_What to do_.
Which lines of the records contain the word "nose" with the same capitalization? Collect and copy every such line in full.

### Data for this task

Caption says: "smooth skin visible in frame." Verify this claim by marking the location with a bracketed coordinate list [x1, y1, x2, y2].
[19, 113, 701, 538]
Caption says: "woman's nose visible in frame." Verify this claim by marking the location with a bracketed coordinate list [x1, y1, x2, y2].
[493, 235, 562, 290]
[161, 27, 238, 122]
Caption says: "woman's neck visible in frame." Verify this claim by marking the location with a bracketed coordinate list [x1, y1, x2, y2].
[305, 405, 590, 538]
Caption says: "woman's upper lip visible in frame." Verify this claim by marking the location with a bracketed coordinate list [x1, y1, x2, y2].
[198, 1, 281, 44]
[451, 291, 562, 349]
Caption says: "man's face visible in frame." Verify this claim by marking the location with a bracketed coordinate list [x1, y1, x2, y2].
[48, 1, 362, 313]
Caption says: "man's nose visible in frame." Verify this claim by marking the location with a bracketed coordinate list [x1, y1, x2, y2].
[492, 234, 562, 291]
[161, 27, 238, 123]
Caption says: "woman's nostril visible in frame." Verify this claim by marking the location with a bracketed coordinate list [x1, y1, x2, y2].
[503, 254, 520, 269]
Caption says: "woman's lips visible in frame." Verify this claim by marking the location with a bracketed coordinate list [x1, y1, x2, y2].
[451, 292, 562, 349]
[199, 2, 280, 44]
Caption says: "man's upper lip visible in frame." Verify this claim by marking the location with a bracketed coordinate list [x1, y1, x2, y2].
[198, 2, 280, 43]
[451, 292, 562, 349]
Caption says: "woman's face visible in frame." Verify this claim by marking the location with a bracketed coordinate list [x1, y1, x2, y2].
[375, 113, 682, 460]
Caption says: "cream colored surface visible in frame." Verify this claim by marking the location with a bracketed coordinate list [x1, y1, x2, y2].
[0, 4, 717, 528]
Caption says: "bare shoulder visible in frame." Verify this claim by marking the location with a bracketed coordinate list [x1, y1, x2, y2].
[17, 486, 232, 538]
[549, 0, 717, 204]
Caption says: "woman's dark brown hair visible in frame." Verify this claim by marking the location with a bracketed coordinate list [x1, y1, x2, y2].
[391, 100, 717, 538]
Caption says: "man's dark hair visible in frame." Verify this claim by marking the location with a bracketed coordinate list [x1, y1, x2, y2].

######

_Exercise answer_.
Caption says: "woman's nose visible in frame." Verify this claim by marking the location with a bracketed coordinate list [x1, y1, x2, y2].
Caption says: "man's nose visible in frame." Verify this claim by marking the location with a bracketed coordinate list [x1, y1, x2, y2].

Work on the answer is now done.